Text segment.
By Drew Erteschik and J.M. Durnovich

erteschik_drew_LH

Introduction

Most of us left law school with the understanding that so-called “economic liberty” challenges to state regulations will generally fail under rational basis review.  That area of the law, however, has changed dramatically.

This article looks at the change in three parts:

 

The first part offers a brief refresher on the history of economic liberty challenges in the 20th century.

The second part describes a flurry of recent cases involving successful economic liberty challenges on substantive due process grounds.

The third part examines some possible legal and policy explanations for the modern trend.

Problem details. Reproduce the passage of the economic liberty article that opens with the words containing "Most of us left" and closes with "the 20th century.". The listing after this article on economic liberty challenges has no connection to it.

(Rows from a pointing dataset)
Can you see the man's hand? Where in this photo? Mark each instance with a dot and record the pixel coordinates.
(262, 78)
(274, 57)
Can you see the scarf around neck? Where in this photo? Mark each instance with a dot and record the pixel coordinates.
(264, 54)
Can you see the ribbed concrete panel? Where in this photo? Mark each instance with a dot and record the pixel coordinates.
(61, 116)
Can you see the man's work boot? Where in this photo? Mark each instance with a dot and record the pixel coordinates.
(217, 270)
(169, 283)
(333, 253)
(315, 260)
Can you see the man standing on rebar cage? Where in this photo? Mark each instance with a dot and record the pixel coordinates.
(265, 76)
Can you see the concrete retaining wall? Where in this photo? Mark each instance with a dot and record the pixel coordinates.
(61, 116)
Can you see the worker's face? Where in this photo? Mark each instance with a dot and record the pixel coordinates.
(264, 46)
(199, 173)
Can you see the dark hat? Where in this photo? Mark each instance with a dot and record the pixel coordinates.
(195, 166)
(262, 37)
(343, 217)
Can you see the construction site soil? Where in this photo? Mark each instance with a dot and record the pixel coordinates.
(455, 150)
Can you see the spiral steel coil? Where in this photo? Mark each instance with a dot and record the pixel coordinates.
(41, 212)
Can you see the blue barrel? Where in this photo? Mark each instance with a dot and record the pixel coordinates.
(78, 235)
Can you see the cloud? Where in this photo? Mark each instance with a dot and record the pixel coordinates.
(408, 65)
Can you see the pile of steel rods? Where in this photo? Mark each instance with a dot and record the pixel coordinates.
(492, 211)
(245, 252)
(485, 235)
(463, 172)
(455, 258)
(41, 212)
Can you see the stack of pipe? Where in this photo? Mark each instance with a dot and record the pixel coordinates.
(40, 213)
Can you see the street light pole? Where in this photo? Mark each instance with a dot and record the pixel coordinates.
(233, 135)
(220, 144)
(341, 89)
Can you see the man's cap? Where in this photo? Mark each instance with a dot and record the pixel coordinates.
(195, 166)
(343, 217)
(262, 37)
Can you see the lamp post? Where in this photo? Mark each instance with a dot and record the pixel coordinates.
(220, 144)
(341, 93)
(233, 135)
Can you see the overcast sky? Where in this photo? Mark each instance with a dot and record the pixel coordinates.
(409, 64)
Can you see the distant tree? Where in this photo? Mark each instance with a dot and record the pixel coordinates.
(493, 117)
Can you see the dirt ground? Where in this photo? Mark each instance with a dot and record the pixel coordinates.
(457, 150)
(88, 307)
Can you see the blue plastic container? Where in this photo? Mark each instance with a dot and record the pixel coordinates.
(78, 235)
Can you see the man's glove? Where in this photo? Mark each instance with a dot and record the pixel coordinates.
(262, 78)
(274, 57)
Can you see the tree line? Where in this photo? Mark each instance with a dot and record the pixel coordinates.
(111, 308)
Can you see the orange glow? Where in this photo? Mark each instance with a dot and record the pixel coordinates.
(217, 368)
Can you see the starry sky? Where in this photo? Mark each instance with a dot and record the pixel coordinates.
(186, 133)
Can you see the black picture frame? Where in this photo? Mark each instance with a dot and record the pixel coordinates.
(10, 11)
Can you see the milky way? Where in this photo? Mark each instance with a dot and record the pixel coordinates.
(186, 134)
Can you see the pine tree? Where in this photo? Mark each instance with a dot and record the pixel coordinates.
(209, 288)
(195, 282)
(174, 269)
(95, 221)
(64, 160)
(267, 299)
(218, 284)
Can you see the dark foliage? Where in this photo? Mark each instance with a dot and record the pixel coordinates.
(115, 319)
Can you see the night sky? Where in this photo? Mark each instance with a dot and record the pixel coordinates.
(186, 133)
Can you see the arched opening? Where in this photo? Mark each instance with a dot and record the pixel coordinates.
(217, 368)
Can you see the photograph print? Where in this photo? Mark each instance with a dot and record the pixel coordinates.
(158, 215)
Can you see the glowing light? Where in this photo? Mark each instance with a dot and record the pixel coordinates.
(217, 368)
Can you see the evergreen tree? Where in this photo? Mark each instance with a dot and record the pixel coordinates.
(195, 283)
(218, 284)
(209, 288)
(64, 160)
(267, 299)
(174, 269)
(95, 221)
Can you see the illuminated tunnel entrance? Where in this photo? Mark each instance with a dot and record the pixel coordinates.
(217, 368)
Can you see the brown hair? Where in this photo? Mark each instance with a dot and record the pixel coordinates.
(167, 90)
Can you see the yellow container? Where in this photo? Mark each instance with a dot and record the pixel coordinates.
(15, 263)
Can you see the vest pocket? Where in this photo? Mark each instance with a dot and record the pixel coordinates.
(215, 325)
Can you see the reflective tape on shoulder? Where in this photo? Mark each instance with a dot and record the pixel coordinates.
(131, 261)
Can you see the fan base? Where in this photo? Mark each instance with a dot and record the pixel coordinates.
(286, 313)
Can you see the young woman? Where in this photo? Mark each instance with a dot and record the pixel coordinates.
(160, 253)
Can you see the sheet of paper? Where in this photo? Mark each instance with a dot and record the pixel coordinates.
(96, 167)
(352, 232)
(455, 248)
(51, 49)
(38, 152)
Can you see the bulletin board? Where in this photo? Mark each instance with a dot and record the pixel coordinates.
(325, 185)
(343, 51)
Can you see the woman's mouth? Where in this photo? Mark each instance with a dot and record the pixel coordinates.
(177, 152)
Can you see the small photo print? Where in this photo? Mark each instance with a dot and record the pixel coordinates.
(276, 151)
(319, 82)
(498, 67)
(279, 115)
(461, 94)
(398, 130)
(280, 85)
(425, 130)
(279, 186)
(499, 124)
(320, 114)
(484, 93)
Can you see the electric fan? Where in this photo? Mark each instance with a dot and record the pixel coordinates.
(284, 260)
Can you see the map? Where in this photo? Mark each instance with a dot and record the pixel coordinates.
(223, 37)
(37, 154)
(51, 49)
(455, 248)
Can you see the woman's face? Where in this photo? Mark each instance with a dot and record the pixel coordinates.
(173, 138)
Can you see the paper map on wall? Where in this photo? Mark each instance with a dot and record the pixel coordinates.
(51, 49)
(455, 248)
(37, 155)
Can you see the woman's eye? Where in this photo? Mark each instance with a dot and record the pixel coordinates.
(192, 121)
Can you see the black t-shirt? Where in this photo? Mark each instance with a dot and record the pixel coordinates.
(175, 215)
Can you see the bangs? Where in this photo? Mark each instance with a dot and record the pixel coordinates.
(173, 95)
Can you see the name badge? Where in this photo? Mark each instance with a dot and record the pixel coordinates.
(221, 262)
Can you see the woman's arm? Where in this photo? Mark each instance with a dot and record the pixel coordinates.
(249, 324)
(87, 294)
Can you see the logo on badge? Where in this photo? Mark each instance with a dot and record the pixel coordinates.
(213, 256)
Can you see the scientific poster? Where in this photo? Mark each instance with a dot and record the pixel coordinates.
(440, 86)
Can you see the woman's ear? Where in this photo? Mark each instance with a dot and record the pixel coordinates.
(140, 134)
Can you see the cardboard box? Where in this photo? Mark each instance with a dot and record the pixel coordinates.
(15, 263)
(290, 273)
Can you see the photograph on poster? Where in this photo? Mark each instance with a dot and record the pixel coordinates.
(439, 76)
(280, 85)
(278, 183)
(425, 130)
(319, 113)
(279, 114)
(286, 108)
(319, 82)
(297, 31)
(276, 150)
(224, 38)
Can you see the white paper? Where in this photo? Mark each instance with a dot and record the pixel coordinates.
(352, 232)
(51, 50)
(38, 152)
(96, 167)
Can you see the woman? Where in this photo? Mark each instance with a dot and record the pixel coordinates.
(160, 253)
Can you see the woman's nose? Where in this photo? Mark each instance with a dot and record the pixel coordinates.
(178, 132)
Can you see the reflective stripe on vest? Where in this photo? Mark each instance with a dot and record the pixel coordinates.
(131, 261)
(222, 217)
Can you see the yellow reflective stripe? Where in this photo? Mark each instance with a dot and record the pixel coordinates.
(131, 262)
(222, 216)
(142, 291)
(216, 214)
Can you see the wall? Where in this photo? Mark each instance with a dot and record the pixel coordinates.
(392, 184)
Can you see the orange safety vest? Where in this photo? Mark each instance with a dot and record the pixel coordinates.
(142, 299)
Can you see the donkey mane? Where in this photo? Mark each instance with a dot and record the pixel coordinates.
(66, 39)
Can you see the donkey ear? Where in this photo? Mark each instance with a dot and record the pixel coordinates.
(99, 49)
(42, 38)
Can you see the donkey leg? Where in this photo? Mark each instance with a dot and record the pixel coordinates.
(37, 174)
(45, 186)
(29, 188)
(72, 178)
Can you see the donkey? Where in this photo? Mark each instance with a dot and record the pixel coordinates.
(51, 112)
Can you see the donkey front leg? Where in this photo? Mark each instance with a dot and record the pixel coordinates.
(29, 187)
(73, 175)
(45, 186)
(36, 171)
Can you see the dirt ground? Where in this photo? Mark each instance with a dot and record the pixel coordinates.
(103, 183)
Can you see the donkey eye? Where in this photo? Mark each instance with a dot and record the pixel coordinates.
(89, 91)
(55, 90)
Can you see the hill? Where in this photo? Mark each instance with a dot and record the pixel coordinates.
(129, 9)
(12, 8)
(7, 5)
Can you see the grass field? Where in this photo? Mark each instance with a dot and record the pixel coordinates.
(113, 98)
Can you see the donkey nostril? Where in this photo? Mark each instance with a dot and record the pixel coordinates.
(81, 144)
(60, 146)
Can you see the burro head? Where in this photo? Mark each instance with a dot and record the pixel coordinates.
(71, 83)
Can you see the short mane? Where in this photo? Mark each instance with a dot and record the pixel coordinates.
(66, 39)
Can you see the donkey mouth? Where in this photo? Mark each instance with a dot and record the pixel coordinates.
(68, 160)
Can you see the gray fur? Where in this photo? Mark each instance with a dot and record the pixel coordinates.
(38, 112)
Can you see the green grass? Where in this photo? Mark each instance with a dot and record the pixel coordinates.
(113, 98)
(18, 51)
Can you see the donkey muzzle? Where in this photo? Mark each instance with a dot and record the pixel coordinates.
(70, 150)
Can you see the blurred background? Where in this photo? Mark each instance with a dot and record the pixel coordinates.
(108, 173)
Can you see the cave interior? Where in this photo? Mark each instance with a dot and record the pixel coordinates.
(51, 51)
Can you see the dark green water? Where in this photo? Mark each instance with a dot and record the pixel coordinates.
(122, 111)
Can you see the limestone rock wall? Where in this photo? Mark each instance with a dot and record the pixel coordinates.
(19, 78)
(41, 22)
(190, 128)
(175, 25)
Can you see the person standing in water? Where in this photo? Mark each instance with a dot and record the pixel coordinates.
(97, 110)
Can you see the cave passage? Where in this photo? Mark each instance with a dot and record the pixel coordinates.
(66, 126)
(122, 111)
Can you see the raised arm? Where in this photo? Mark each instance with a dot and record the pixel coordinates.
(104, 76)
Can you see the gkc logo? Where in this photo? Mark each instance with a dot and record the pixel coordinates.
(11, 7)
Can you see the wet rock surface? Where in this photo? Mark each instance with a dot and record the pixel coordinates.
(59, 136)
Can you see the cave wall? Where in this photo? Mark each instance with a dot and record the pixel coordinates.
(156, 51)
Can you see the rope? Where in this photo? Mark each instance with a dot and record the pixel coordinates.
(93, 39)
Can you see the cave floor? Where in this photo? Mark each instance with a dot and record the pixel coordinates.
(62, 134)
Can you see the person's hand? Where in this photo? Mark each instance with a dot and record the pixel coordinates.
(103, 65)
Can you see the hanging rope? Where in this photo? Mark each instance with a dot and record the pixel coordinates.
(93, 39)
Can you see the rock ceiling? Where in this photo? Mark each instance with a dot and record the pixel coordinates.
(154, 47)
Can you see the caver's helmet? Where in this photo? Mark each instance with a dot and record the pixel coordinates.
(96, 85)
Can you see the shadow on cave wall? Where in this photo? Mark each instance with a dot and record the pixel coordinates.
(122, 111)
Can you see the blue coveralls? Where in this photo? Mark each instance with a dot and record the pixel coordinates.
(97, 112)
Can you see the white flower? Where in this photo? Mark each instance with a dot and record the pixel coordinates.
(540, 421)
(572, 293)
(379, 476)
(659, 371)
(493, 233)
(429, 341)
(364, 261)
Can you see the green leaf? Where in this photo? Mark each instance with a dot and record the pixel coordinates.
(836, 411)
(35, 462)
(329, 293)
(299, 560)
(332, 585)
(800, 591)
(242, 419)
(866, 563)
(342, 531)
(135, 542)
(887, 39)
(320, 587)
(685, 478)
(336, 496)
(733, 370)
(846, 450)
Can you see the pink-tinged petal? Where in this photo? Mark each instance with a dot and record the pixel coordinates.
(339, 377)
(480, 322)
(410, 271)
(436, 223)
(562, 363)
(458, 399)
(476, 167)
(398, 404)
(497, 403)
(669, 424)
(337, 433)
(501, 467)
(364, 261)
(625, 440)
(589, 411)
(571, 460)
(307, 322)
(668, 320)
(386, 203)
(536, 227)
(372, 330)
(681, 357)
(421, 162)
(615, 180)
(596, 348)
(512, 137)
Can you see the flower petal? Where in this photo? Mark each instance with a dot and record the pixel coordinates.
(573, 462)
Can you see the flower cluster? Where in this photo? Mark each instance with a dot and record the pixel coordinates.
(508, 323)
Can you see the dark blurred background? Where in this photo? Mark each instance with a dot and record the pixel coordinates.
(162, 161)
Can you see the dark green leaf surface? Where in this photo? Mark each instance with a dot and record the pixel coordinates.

Written answer.
Most of us left law school with the understanding that so-called “economic liberty” challenges to state regulations will generally fail under rational basis review.  That area of the law, however, has changed dramatically.

This article looks at the change in three parts:

 

The first part offers a brief refresher on the history of economic liberty challenges in the 20th century.